Data Migration Tools Compared: AWS DMS, Debezium, Fivetran, and pgloader

A workload-driven comparison of AWS DMS, Debezium, Fivetran, and pgloader. Choose a data migration tool by the job it does: one-time bulk loads, ongoing CDC replication, or managed ELT.

Most "best data migration tools" lists are written by vendors ranking their own product first. They compare tools on feature checkboxes, not on the job you actually need done. That framing leads teams to reach for a managed CDC platform when a single command-line invocation would have finished the job in an afternoon, or to script pg_dump loops when they really need continuous replication with sub-second lag.

The useful question is not "which tool is best." It is "which tool fits this workload." A one-time bulk copy from an old MySQL box into PostgreSQL has almost nothing in common with keeping a warehouse in sync with a production database that takes thousands of writes per second. This post compares four tools that each own a different corner of that space: AWS DMS, Debezium, Fivetran, and pgloader, with an honest note on where Airbyte fits. Pick by workload, and the choice usually makes itself.

The Four Migration Workloads That Actually Matter

Before comparing tools, name the workload. In our migration engagements, nearly every project collapses into one of four shapes, and the tool follows from the shape.

Challenge 1 »
Which four tools does the migration tool comparison set out to compare?
The rows after this point are unrelated to the migration tool comparison.

Exercise material »
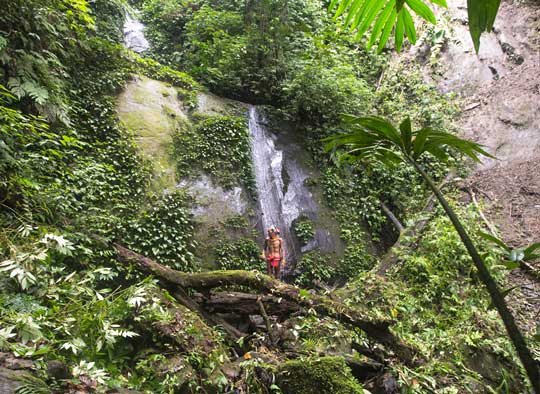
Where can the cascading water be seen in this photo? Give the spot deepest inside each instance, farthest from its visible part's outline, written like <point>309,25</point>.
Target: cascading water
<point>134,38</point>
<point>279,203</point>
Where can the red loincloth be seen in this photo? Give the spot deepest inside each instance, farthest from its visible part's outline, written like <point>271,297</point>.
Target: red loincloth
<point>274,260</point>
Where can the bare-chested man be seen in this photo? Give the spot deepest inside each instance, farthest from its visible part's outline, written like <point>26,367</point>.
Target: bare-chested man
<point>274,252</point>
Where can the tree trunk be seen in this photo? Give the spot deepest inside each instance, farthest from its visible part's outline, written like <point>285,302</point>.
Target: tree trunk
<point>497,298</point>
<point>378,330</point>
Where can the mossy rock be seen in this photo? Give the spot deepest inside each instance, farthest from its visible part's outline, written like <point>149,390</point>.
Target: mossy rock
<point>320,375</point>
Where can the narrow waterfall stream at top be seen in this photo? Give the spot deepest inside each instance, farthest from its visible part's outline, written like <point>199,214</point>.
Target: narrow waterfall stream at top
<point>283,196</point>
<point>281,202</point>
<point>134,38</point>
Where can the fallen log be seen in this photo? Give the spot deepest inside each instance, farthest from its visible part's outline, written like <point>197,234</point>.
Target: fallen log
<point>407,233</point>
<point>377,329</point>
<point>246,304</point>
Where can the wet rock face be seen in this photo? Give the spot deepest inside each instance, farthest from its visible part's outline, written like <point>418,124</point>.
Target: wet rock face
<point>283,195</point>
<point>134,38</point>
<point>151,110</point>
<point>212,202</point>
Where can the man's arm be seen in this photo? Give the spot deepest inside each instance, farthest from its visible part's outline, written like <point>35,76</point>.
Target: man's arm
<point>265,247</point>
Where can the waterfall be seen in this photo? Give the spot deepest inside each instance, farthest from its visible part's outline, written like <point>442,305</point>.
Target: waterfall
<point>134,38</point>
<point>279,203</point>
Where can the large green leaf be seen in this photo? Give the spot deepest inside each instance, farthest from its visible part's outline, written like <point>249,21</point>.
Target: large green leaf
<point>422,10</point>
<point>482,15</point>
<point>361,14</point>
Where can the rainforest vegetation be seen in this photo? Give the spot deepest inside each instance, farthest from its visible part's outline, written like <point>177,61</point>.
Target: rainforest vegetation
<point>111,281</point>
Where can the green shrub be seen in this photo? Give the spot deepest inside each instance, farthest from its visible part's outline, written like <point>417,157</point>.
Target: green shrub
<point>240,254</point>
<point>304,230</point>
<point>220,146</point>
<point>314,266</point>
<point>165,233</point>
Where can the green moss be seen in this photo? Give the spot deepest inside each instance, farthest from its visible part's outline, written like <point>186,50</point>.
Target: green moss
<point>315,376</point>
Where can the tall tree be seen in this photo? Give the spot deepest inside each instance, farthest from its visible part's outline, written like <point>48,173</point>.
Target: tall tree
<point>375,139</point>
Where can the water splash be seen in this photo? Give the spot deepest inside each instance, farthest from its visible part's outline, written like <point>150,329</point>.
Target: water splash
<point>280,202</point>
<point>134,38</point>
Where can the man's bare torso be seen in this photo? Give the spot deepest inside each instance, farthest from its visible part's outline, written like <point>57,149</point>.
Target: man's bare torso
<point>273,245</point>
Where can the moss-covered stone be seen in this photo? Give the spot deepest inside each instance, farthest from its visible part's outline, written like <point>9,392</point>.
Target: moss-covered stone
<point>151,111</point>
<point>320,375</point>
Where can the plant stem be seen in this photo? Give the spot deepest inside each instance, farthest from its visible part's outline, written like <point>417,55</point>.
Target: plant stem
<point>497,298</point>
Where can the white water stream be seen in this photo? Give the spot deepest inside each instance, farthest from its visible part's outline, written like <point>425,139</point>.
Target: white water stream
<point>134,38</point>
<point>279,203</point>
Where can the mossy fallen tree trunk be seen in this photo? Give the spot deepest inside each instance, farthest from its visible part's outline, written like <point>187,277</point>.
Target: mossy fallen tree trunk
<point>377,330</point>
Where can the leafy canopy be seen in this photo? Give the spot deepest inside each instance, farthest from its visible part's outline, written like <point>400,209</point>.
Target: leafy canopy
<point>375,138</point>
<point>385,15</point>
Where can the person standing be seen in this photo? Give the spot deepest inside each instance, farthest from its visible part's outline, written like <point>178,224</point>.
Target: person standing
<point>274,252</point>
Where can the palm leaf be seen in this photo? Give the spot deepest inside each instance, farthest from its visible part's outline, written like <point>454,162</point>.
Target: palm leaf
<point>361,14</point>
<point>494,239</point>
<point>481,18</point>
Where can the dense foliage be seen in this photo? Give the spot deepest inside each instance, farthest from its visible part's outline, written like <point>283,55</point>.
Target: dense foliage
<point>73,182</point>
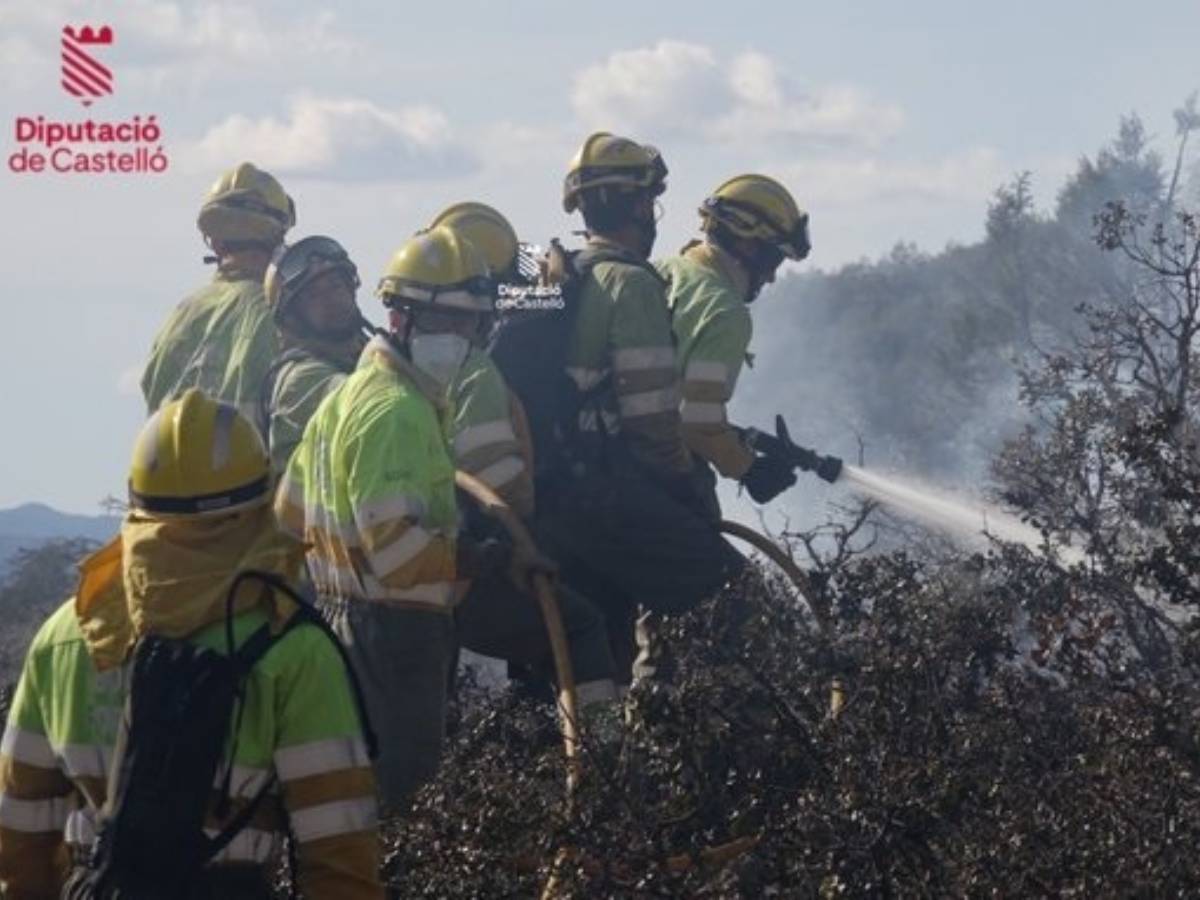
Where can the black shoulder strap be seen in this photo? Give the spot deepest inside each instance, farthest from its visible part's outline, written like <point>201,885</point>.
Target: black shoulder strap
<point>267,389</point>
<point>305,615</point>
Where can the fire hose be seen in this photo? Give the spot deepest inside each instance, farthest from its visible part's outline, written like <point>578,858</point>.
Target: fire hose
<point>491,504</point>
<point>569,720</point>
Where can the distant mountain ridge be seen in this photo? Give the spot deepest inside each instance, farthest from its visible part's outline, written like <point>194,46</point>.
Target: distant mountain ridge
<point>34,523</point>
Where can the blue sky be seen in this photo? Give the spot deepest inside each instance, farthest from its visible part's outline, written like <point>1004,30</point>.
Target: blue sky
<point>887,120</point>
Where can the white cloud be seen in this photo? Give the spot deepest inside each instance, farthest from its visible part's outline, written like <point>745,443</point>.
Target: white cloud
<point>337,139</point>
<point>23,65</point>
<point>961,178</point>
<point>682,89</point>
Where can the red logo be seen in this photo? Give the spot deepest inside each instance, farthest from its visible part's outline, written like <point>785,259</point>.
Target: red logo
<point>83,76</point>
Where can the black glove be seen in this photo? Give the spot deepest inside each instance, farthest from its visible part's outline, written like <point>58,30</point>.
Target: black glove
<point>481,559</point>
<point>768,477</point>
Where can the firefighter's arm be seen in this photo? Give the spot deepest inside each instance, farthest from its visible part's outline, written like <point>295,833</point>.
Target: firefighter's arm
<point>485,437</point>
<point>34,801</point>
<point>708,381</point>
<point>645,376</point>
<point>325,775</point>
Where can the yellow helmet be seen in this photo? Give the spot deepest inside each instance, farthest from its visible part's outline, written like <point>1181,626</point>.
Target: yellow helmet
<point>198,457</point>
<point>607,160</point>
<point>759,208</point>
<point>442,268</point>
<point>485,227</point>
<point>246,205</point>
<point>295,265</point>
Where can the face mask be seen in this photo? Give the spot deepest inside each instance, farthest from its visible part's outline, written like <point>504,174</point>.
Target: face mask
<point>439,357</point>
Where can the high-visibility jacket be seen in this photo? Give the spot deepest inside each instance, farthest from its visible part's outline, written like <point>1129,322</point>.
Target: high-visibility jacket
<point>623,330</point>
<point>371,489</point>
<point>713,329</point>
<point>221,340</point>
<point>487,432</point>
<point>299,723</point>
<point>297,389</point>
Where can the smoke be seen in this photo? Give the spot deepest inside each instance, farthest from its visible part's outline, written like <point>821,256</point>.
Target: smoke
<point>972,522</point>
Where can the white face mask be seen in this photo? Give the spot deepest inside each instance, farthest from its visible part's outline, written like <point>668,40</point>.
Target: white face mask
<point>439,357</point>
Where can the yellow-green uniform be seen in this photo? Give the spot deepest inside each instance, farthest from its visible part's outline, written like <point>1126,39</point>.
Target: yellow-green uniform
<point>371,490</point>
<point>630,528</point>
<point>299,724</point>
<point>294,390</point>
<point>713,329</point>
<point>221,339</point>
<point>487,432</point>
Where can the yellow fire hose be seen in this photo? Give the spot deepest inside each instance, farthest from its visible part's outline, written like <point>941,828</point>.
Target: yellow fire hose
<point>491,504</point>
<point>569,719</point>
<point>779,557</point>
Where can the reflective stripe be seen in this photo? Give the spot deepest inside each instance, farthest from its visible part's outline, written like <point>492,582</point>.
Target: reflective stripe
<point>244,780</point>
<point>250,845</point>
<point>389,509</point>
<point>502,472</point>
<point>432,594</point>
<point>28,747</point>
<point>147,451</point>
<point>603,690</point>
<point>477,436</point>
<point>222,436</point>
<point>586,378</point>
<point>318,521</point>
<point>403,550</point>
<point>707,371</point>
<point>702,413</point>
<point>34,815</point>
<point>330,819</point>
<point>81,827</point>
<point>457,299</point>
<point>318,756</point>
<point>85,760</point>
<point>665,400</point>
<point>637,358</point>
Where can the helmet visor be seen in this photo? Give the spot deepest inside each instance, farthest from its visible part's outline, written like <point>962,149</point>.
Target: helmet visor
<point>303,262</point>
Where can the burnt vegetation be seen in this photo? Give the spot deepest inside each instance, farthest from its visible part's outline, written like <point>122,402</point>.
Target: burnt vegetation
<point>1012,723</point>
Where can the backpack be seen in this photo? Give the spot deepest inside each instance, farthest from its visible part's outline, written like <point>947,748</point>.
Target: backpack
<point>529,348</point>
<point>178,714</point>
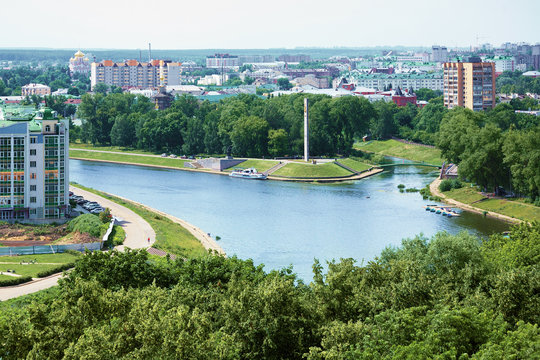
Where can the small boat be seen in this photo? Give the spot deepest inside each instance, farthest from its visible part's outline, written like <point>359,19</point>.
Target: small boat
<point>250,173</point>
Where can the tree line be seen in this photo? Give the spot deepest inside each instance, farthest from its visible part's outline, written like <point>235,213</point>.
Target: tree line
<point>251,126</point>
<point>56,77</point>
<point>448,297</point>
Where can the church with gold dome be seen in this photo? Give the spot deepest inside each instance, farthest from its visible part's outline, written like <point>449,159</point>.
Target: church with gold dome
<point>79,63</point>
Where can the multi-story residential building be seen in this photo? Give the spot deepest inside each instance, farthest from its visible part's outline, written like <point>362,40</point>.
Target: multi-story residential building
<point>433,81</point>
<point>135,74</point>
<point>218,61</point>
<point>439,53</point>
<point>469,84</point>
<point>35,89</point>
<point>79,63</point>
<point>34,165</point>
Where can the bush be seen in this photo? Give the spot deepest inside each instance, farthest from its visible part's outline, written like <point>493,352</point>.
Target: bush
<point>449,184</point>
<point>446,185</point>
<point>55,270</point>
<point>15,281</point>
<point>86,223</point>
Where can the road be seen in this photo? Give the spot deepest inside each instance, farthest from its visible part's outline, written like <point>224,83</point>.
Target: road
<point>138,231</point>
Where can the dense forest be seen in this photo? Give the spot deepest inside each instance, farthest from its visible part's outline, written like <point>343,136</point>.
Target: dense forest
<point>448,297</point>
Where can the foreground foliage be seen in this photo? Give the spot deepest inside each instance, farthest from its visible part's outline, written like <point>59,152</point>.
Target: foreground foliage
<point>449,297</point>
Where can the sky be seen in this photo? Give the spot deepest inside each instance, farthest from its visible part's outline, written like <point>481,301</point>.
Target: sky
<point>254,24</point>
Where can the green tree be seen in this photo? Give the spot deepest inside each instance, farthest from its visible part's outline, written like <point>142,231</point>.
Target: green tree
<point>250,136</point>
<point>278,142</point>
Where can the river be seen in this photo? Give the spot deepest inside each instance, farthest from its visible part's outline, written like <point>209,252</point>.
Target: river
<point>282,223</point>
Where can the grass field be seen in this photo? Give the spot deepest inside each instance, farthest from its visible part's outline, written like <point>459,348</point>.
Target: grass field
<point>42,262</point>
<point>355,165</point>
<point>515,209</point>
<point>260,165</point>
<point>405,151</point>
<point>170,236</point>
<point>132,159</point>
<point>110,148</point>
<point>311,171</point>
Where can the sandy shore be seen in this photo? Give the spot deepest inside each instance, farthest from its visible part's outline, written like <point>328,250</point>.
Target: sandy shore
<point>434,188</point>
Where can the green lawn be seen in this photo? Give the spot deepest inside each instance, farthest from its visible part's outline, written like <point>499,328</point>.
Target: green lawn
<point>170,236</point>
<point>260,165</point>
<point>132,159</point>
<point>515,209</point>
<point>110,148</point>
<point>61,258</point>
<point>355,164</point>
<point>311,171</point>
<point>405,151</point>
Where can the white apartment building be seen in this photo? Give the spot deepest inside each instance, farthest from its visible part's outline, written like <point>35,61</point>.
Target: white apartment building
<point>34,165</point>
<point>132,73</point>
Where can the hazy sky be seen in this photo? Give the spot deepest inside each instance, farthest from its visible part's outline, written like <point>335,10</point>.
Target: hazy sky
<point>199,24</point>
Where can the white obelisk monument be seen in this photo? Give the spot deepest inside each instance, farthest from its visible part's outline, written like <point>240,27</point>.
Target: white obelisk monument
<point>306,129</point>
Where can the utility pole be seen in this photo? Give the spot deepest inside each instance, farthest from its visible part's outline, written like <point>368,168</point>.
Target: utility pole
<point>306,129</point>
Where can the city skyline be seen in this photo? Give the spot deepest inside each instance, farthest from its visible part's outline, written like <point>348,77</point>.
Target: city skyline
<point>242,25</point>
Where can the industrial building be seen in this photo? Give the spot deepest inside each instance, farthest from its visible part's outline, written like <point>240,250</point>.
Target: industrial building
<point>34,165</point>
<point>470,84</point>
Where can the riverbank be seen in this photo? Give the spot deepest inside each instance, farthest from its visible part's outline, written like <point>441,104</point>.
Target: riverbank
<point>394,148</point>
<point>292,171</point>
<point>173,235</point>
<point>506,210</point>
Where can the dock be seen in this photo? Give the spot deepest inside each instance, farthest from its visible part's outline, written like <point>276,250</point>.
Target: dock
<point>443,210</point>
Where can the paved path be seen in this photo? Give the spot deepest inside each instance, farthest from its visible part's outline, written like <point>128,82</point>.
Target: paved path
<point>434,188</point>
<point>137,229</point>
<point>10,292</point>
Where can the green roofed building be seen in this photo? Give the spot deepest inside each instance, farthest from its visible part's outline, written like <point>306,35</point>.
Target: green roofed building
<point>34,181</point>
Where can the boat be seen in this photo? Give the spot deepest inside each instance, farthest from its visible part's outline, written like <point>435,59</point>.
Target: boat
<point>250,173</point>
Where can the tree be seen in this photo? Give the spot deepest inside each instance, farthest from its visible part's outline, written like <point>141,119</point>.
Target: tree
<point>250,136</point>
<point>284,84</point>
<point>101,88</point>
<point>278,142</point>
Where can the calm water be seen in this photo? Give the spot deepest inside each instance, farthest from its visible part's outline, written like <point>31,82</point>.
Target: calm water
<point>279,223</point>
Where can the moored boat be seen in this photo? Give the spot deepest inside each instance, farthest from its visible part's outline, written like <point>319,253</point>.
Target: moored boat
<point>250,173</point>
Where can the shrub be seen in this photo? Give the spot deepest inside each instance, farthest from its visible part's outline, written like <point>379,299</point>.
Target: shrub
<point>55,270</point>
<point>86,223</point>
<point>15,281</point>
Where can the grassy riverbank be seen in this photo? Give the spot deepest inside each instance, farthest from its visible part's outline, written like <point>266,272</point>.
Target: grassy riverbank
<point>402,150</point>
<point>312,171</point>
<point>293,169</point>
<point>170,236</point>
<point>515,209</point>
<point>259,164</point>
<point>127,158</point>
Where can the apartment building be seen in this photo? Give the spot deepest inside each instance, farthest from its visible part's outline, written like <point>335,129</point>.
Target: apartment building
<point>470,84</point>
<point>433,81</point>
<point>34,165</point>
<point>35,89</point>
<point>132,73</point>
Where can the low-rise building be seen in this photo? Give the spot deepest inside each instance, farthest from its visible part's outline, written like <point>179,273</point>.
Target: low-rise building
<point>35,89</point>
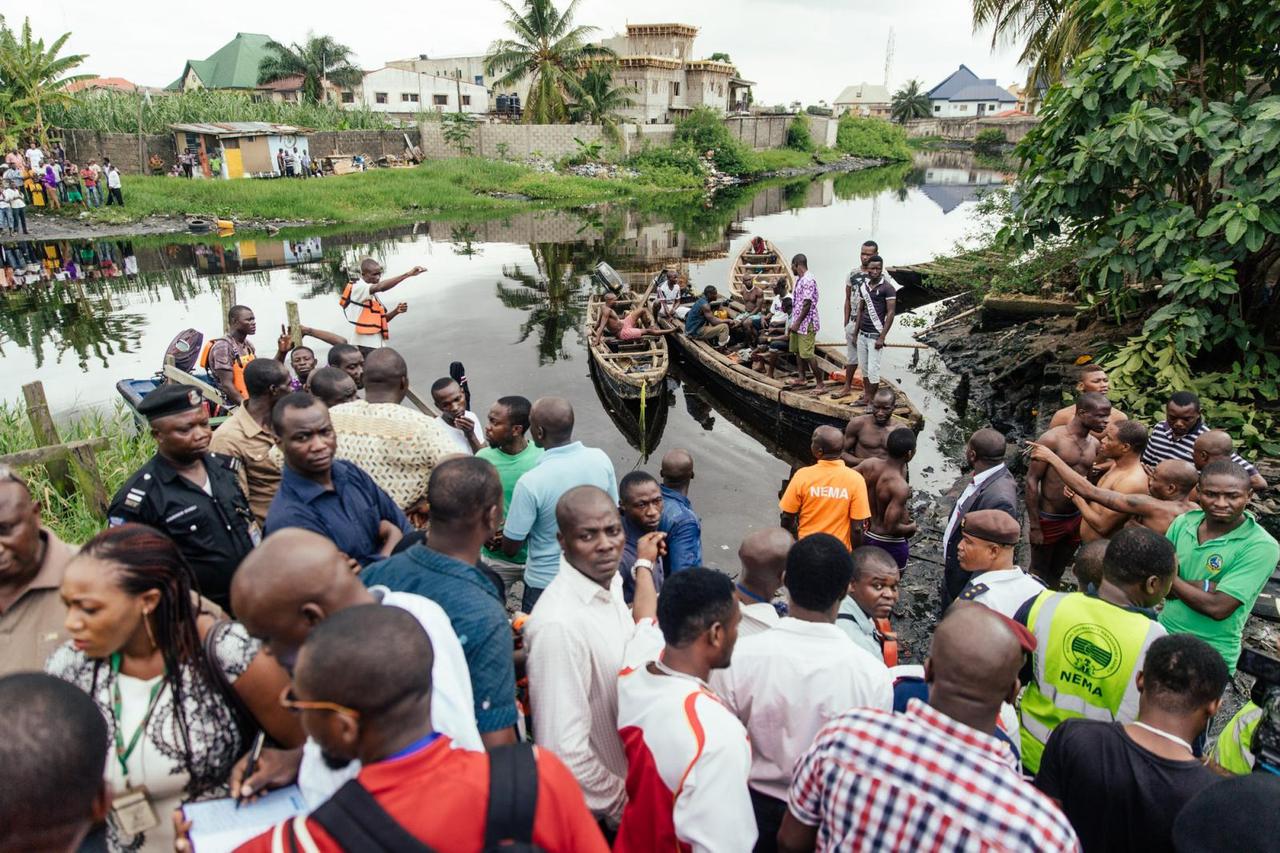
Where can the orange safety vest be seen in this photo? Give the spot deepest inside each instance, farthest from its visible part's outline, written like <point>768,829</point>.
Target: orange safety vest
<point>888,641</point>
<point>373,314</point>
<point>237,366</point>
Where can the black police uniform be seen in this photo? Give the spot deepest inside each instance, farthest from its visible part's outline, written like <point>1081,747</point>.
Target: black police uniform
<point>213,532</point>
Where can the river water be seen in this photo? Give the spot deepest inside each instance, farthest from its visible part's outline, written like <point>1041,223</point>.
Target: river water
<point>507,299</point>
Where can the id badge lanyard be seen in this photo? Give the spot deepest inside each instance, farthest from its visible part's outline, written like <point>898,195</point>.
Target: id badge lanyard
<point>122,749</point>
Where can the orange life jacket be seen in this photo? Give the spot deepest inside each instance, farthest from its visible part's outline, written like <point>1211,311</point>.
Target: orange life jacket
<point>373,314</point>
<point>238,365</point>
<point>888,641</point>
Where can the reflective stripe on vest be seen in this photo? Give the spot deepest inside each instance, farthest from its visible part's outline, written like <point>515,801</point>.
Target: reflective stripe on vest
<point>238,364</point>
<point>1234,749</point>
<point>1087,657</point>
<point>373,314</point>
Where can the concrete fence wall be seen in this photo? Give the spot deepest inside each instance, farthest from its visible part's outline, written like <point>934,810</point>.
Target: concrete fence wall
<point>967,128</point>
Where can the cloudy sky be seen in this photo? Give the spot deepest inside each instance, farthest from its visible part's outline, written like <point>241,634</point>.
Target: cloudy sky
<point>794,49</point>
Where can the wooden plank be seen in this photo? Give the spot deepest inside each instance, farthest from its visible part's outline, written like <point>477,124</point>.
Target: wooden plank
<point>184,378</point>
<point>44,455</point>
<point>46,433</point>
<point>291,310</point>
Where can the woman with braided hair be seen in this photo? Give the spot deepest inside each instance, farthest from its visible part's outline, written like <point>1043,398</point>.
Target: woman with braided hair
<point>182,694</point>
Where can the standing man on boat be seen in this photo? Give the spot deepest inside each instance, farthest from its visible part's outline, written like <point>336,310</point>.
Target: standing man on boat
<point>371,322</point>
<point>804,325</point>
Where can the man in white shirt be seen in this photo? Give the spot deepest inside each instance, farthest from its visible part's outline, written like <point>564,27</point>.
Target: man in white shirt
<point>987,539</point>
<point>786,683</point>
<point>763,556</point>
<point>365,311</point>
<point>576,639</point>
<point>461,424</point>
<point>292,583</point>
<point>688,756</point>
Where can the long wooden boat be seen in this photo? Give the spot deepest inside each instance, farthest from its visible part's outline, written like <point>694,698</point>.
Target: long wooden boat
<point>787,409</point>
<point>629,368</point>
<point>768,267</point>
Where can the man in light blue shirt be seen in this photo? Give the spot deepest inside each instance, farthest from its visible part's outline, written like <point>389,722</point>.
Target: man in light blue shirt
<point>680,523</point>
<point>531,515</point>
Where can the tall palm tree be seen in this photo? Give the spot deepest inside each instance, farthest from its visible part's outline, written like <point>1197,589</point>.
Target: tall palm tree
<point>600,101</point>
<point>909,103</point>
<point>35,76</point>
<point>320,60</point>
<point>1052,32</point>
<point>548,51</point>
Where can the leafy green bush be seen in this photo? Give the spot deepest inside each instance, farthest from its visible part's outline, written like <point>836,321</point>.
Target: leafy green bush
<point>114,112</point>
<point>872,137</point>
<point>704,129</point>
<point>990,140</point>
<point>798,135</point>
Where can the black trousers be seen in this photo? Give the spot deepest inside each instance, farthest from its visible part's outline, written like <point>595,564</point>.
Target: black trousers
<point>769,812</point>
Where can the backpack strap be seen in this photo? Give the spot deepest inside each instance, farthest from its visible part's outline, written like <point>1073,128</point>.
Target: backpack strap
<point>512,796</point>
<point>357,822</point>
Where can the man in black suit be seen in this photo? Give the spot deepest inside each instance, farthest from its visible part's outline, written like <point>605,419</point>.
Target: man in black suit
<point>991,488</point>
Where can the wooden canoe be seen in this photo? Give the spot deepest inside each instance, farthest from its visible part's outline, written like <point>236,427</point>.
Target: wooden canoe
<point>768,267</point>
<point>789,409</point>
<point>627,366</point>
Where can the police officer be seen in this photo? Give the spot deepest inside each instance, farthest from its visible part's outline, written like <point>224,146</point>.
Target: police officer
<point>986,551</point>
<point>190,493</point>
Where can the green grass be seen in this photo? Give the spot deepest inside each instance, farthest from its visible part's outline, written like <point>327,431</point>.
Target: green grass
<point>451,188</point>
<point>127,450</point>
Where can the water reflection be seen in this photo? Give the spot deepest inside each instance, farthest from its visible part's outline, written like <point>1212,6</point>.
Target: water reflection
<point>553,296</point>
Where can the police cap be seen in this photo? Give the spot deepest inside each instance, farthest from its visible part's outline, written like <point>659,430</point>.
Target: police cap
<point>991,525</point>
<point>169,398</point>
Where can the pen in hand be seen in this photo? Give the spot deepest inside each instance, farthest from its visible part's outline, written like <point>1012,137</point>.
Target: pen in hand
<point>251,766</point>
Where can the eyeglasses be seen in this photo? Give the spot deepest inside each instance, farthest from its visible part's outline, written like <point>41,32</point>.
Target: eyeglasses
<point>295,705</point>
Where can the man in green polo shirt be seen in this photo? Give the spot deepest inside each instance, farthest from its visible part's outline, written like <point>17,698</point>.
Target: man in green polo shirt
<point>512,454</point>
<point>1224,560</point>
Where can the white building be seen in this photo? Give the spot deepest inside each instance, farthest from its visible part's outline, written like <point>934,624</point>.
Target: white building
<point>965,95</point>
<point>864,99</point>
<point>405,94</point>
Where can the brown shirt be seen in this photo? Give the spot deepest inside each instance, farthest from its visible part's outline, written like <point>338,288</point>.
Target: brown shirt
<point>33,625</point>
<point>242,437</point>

Challenge 2 »
Could you copy word for word everything in the rows from the line that contains "Where can the reflective stripe be" down to the line that contains "<point>637,358</point>"?

Task response 1 »
AWS DMS, Debezium, Fivetran, and pgloader.

Task response 2 »
Where can the reflective stripe be seen in this photo? Give the spot deepest inside each instance, farthest from its visible part's outline, written like <point>492,582</point>.
Target: reflective stripe
<point>244,780</point>
<point>250,845</point>
<point>389,509</point>
<point>502,472</point>
<point>432,594</point>
<point>28,747</point>
<point>147,451</point>
<point>603,690</point>
<point>477,436</point>
<point>222,436</point>
<point>586,378</point>
<point>318,521</point>
<point>403,550</point>
<point>707,371</point>
<point>702,413</point>
<point>34,815</point>
<point>330,819</point>
<point>81,827</point>
<point>457,299</point>
<point>318,756</point>
<point>85,760</point>
<point>665,400</point>
<point>637,358</point>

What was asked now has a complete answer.